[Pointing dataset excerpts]
▼

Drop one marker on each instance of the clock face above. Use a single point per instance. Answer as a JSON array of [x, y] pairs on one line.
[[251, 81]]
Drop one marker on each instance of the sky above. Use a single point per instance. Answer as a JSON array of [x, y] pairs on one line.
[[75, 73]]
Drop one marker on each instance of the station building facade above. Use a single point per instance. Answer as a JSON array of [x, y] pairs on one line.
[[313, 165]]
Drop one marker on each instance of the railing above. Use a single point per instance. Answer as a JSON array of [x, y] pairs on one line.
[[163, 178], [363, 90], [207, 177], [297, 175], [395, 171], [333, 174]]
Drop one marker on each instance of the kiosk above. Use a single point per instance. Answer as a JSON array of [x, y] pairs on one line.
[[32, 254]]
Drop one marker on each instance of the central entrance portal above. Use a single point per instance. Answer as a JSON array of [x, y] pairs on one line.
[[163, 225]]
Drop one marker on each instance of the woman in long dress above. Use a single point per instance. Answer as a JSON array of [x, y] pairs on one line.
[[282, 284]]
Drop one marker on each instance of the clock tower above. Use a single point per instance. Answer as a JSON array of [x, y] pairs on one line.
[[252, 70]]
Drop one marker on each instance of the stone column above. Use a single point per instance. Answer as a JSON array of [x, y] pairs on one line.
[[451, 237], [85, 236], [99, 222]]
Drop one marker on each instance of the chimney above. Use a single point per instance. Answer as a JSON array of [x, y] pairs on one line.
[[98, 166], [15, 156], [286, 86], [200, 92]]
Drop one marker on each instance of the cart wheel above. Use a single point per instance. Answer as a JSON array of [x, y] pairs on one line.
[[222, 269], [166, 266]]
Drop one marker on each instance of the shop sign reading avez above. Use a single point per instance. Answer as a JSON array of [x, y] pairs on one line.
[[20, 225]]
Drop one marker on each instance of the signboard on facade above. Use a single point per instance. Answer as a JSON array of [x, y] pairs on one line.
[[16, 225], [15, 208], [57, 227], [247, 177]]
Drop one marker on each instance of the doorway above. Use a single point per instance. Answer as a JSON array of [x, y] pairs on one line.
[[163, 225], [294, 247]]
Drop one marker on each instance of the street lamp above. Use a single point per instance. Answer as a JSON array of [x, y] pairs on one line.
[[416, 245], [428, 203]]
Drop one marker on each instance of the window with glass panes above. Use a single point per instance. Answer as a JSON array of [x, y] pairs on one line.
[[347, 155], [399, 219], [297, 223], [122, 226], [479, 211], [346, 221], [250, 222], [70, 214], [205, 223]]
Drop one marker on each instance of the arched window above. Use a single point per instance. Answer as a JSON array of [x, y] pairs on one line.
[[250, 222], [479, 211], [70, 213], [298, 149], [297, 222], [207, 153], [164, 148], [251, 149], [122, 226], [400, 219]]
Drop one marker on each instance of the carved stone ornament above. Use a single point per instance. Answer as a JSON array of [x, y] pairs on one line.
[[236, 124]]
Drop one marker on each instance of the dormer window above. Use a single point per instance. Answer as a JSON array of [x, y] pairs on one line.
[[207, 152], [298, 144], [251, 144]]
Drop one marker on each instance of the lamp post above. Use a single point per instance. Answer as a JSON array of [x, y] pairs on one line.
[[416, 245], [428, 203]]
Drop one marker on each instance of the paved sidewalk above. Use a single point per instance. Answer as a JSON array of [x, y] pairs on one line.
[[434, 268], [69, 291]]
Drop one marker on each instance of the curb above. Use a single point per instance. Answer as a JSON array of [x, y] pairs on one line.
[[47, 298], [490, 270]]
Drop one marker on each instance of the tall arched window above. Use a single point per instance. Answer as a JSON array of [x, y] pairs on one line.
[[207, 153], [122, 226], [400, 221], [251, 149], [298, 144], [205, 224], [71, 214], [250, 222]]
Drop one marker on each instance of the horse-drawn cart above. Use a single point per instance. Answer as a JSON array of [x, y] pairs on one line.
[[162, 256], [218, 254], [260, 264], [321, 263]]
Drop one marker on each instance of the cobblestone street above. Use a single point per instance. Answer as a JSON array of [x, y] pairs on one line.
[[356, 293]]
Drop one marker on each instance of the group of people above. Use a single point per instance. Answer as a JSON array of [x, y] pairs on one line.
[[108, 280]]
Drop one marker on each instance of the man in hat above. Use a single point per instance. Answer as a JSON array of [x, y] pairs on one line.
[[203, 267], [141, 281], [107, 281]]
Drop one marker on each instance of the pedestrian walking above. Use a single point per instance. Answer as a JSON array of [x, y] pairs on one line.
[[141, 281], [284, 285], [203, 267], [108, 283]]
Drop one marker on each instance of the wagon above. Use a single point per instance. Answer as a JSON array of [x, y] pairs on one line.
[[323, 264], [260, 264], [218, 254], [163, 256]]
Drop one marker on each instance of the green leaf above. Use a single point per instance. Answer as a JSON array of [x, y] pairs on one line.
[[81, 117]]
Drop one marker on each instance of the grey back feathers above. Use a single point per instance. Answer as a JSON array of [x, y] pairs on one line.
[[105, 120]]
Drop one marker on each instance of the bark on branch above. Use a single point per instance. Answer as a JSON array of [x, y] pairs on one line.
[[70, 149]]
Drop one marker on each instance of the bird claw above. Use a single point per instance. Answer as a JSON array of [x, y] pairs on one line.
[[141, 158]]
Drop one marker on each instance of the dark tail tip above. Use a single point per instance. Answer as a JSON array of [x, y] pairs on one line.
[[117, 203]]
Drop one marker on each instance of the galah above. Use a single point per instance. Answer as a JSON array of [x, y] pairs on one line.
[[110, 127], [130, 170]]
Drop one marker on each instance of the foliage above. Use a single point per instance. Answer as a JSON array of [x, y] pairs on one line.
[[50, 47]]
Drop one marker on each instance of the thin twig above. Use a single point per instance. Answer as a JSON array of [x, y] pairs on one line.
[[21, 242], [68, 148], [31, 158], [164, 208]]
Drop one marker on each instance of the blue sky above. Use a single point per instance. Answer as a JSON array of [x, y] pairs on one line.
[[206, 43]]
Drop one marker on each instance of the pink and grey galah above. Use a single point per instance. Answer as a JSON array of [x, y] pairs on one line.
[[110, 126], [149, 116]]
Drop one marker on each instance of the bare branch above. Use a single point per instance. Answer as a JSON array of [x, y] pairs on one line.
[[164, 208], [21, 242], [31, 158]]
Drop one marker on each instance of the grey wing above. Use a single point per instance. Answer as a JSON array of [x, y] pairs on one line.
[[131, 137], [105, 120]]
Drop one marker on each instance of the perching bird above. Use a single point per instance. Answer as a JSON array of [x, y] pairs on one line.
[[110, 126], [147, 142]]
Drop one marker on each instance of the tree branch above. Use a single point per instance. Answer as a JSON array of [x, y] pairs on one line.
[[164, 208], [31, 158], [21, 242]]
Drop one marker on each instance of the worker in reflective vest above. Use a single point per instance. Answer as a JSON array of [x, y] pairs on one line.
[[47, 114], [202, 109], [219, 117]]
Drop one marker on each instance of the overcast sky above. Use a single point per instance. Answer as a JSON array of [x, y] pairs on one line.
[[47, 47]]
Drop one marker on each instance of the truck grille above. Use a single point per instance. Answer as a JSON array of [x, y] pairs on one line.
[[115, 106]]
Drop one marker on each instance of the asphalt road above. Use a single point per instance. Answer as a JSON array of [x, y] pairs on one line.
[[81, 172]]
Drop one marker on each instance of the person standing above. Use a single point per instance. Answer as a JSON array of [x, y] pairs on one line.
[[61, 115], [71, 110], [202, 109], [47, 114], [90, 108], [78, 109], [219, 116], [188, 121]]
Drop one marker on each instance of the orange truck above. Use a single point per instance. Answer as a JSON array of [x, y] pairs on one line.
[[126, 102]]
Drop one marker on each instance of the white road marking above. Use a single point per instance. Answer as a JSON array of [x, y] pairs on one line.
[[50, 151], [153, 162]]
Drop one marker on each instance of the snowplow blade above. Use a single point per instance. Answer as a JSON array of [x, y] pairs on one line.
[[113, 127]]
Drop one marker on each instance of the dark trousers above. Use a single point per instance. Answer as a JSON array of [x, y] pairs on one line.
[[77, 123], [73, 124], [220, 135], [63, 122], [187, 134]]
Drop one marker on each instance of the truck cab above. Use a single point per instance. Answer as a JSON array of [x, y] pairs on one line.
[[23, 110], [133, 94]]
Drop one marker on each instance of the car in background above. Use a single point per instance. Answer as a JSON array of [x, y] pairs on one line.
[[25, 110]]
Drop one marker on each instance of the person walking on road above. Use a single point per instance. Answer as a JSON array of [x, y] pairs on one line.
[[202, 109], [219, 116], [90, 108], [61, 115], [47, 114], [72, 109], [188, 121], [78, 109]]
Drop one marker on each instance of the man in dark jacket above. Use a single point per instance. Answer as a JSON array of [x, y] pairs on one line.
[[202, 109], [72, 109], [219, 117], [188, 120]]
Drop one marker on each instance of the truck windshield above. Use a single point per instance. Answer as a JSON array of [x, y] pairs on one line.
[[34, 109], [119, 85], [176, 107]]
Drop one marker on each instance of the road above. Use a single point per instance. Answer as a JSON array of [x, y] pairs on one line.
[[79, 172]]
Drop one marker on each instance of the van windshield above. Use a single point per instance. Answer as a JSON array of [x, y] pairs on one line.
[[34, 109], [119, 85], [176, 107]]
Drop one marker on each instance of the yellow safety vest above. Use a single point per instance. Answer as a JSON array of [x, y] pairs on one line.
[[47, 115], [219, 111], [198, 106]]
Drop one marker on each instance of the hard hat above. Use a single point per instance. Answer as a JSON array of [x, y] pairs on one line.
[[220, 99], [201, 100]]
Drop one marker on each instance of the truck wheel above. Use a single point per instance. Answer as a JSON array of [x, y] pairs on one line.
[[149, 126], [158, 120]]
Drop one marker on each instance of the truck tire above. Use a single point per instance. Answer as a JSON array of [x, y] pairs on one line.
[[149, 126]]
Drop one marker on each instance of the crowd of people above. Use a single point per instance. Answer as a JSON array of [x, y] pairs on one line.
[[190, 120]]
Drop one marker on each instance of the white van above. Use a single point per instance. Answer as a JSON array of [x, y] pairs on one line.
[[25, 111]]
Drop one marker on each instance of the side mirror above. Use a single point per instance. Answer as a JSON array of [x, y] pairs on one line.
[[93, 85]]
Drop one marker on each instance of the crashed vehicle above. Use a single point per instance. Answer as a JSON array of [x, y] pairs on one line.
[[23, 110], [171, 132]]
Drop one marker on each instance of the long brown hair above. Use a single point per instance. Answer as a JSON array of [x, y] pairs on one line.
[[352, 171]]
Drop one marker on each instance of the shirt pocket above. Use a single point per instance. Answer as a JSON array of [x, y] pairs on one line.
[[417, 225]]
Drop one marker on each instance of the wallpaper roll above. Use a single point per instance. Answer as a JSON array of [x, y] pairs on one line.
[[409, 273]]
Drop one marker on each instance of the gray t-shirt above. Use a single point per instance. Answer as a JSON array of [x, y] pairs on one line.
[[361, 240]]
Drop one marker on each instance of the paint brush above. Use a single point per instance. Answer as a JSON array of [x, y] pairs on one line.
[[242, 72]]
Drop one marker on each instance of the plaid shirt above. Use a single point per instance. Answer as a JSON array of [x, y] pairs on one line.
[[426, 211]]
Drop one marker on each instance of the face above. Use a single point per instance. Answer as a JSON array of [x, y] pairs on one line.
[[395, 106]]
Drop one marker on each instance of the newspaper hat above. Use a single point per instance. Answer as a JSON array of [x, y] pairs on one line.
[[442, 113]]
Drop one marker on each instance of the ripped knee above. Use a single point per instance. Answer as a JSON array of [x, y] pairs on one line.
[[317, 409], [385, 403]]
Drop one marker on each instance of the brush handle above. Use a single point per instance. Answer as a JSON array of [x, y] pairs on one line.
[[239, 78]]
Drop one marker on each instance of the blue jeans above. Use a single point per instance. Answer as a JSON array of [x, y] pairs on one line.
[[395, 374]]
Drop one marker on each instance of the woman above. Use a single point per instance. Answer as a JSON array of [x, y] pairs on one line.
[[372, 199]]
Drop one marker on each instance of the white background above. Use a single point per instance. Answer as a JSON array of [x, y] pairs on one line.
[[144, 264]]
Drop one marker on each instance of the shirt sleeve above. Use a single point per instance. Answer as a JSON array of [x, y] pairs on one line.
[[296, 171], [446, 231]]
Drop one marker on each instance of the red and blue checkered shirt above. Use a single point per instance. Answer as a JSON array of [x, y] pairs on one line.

▲

Your instructions - Rescale the records from the line with "Drop one marker on each instance of the white background" through the end of the records, writing every line in that span out again, requests included. Multiply each x and y coordinate in the answers by 1.45 and round it to a whole number, with halves rounding up.

Correct answer -
Drop one marker on each instance of the white background above. Use a single point per instance. Answer as a JSON array of [x, y] pairs on one line.
[[209, 383]]
Drop one marker on each instance of the shirt sleeve above. Use a single point per instance. Answer as a JSON array of [x, y] pairs on one line.
[[429, 248], [647, 335]]
Drop one marker on each instance of the red and blue checkered shirt above. Use a single point per instance. Answer as a JSON array of [x, y] pairs on one line.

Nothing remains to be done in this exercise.